#### Rows

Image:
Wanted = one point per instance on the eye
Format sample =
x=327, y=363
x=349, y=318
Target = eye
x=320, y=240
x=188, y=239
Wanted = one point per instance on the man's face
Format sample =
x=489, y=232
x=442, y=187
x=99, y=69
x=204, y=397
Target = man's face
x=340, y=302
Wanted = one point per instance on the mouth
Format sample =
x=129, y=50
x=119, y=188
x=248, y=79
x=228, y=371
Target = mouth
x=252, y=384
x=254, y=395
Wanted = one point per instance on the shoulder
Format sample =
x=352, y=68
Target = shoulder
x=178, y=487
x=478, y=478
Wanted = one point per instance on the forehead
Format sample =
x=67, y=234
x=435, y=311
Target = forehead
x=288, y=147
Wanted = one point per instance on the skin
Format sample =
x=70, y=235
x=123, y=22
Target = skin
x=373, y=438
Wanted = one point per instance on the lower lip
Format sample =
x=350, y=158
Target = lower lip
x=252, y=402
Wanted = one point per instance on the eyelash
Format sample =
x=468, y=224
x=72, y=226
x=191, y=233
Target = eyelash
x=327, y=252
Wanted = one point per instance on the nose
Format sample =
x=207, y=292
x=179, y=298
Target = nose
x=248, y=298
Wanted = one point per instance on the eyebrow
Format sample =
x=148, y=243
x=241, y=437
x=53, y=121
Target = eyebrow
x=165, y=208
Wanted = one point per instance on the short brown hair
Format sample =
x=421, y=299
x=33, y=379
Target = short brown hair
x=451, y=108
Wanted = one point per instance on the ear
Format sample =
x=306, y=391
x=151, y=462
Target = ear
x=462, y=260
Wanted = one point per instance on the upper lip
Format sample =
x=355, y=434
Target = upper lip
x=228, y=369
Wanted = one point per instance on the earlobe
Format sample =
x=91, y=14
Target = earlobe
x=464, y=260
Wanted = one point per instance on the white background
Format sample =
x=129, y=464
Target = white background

########

◆ Set exercise:
Copy all of the records above line for line, changing nothing.

◆ The result:
Image:
Wanted = one point per instance on the eye
Format sample =
x=327, y=363
x=349, y=318
Target = eye
x=320, y=240
x=188, y=239
Wanted = one point per instance on the man's face
Format sample =
x=489, y=232
x=442, y=187
x=99, y=69
x=204, y=397
Target = man's face
x=340, y=302
Wanted = one point per instance on the mouth
Format sample =
x=129, y=50
x=119, y=188
x=248, y=79
x=228, y=371
Target = mouth
x=252, y=384
x=254, y=395
Wanted = one point per instance on the shoulder
Format sample =
x=352, y=68
Target = shoulder
x=178, y=487
x=478, y=478
Wanted = one point per instance on the forehead
Format sample =
x=67, y=234
x=435, y=311
Target = forehead
x=288, y=147
Wanted = one point per instance on the skin
Format sample =
x=70, y=235
x=123, y=22
Target = skin
x=373, y=438
Wanted = one point per instance on the lower lip
Format sample =
x=350, y=158
Target = lower lip
x=252, y=402
Wanted = one point per instance on the eyelash
Format sample =
x=468, y=224
x=72, y=226
x=191, y=233
Target = eyelash
x=327, y=252
Wanted = one point per instance on the nose
Format sample =
x=207, y=292
x=179, y=298
Target = nose
x=248, y=298
Wanted = one point per instance on the eyebrow
Format sample =
x=148, y=243
x=241, y=437
x=53, y=121
Target = eyebrow
x=165, y=208
Wanted = one point per instance on the short brown hair
Format sample =
x=421, y=299
x=33, y=379
Target = short brown hair
x=451, y=108
Wanted = one point per instance on the ear
Format sample =
x=306, y=391
x=151, y=462
Target = ear
x=462, y=260
Wanted = one point per instance on the upper lip
Format sample =
x=355, y=434
Target = upper lip
x=228, y=369
Wanted = one point per instance on the earlobe
Format sample =
x=91, y=14
Target = earlobe
x=464, y=260
Wanted = one point per instance on the white background
Format sample =
x=129, y=464
Target = white background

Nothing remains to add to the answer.